1976 New South Wales daylight saving referendum

Results
| Choice | Votes | % |
| Yes | 1,879,967 | 68.41% |
| No | 867,983 | 31.59% |
| Valid votes | 2,747,950 | 98.75% |
| Invalid or blank votes | 34,696 | 1.25% |
| Total votes | 2,782,646 | 100.00% |
| Registered voters/turnout | 2,989,786 | 93.07% |

= 1976 New South Wales daylight saving referendum =

A referendum concerning whether daylight saving should be continued in New South Wales was put to voters in conjunction with the state election on 1 May 1976 and was carried with a comfortable majority.

==Background==
Daylight saving had been introduced in Australia at the end of World War I, from 1 January to 31 March 1917. It was re-introduced during World War II for 3 summers from 1 January 1942. It was first introduced in peace time on 31 October 1971. Neither the governing Liberal/Country coalition nor the Labor opposition campaigned on the issue, with the debate taken up by single interest organisations.

## DATASET EXTRACT
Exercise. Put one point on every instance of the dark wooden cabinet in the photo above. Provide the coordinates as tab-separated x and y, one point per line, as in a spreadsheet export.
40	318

## GOAL
Copy everything from "A referendum concerning" down to "a comfortable majority." in the daylight saving referendum text, replacing "comfortable" with "clear".

## RESPONSE FOR THIS EXERCISE
A referendum concerning whether daylight saving should be continued in New South Wales was put to voters in conjunction with the state election on 1 May 1976 and was carried with a clear majority.